**Textauszug:**

+++++

148 – QUALIA, oder: „Das muss man erlebt haben“

Wolfgang Cziesla: DER FIRWITZ – 148. Teilabriss [wenn überhaupt]

QUALIA, oder: „Das muss man erlebt haben“

Bei der Frage, wie sich Qualia ins Werk einbringen lassen, muss ich an eine Situation in der Literaturwerkstatt denken, die ich an der Volkshochschule Essen geleitet habe.

Eine neue Teilnehmerin las uns zum ersten Mal einen selbstgeschriebenen Text vor. Darin ging es um einen Zirkusartisten – Trapezkünstler oder Seiltänzer –, der abstürzte und, ich weiß nicht mehr genau, entweder auf der Stelle tot war oder zunächst gelähmt und später gestorben, oder er lebte noch, aber verkrüppelt. Während die Jungautorin las, verdrehte ich innerlich die Augen, denn so konnte man die Geschichte nicht erzählen. Den anderen Kursteilnehmenden schien es ähnlich zu gehen. Nachdem wir die Geschichte zu Ende gehört hatten, begannen alle nach einem Moment der Ratlosigkeit, den Text auseinanderzunehmen. Der Autorin kamen die Tränen. Man spürte, dass die Geschichte des Trapezkünstlers (oder Seiltänzers) sie sehr bewegte, aber der Text hatte bei uns nicht mehr Anteilnahme ausgelöst als eine Kurzmeldung in der Lokalzeitung: Zirkusartist abgestürzt. Bedauerlich, ja.

+++++

**Erfasste Daten:**
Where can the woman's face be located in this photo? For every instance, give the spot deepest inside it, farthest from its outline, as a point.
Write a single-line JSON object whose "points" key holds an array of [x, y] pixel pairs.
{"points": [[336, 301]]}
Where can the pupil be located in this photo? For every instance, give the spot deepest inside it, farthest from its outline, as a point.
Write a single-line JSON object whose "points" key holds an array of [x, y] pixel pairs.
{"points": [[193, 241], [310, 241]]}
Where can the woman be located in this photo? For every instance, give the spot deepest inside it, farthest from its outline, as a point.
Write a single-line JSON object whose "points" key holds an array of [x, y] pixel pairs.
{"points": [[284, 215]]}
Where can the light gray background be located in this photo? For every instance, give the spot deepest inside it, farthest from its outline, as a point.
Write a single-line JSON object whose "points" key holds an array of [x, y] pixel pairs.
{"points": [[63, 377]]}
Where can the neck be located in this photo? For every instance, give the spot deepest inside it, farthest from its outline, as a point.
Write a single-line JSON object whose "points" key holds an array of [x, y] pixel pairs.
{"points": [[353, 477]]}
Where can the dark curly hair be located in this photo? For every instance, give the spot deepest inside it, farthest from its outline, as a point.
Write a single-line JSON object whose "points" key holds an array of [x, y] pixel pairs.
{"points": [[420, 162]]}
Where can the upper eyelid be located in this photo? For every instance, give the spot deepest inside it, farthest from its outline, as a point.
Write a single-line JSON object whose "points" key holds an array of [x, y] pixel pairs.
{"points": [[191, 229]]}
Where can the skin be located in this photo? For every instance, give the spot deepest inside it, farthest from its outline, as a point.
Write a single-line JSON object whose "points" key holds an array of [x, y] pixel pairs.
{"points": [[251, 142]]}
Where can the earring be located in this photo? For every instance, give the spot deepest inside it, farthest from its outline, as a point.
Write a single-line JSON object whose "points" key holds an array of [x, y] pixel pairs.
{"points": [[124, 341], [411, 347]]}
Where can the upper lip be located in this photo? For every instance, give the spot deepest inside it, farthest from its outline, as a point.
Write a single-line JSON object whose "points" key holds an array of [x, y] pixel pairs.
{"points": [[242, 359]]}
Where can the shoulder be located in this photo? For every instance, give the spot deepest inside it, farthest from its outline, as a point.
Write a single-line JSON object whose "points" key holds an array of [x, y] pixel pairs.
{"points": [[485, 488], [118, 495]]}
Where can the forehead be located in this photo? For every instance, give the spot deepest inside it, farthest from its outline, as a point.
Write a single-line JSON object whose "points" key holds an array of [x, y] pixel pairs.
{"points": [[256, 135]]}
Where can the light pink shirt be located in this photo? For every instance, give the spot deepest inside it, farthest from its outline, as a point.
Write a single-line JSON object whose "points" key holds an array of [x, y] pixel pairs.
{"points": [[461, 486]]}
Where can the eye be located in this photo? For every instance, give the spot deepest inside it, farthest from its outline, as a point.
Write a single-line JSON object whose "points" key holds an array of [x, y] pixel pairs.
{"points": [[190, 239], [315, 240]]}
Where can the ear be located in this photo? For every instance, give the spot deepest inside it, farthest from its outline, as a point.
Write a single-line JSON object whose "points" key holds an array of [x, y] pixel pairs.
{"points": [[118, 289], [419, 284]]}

+++++

**Aufgabenliste:**
#1 Tippe den Textauszug beginnend bei „Eine neue Teilnehmerin“ und endend bei „abgestürzt. Bedauerlich, ja.“ wortgetreu ab.
#2 Gib die Zeilen der erfassten Daten unverändert wieder. Beginne bei der Zeile, die „Where can the upper lip“ enthält, und ende mit der letzten Zeile der erfassten Daten.

**Die Antworten:**
#1
Eine neue Teilnehmerin las uns zum ersten Mal einen selbstgeschriebenen Text vor. Darin ging es um einen Zirkusartisten – Trapezkünstler oder Seiltänzer –, der abstürzte und, ich weiß nicht mehr genau, entweder auf der Stelle tot war oder zunächst gelähmt und später gestorben, oder er lebte noch, aber verkrüppelt. Während die Jungautorin las, verdrehte ich innerlich die Augen, denn so konnte man die Geschichte nicht erzählen. Den anderen Kursteilnehmenden schien es ähnlich zu gehen. Nachdem wir die Geschichte zu Ende gehört hatten, begannen alle nach einem Moment der Ratlosigkeit, den Text auseinanderzunehmen. Der Autorin kamen die Tränen. Man spürte, dass die Geschichte des Trapezkünstlers (oder Seiltänzers) sie sehr bewegte, aber der Text hatte bei uns nicht mehr Anteilnahme ausgelöst als eine Kurzmeldung in der Lokalzeitung: Zirkusartist abgestürzt. Bedauerlich, ja.

#2
Where can the upper lip be located in this photo? For every instance, give the spot deepest inside it, farthest from its outline, as a point.
Write a single-line JSON object whose "points" key holds an array of [x, y] pixel pairs.
{"points": [[242, 359]]}
Where can the shoulder be located in this photo? For every instance, give the spot deepest inside it, farthest from its outline, as a point.
Write a single-line JSON object whose "points" key holds an array of [x, y] pixel pairs.
{"points": [[485, 488], [118, 495]]}
Where can the forehead be located in this photo? For every instance, give the spot deepest inside it, farthest from its outline, as a point.
Write a single-line JSON object whose "points" key holds an array of [x, y] pixel pairs.
{"points": [[256, 135]]}
Where can the light pink shirt be located in this photo? For every instance, give the spot deepest inside it, farthest from its outline, as a point.
Write a single-line JSON object whose "points" key holds an array of [x, y] pixel pairs.
{"points": [[461, 486]]}
Where can the eye be located in this photo? For every instance, give the spot deepest inside it, farthest from its outline, as a point.
Write a single-line JSON object whose "points" key holds an array of [x, y] pixel pairs.
{"points": [[190, 239], [315, 240]]}
Where can the ear be located in this photo? For every instance, give the spot deepest inside it, farthest from its outline, as a point.
Write a single-line JSON object whose "points" key holds an array of [x, y] pixel pairs.
{"points": [[118, 289], [419, 284]]}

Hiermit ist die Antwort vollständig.